STORED ROWS
◇ ◇ ◇ ◇

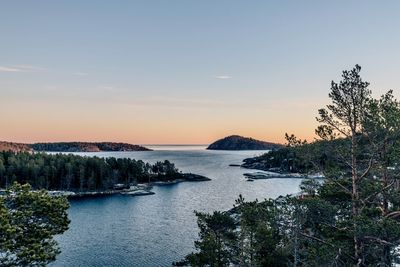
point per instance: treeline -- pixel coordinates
(78, 173)
(86, 147)
(352, 218)
(299, 156)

◇ ◇ ◇ ◇

Copy every line of the data above exactly as it stands, but leave out the picture.

OUTPUT BELOW
point per instance: treeline -- pixel coordinates
(78, 173)
(86, 147)
(352, 218)
(299, 156)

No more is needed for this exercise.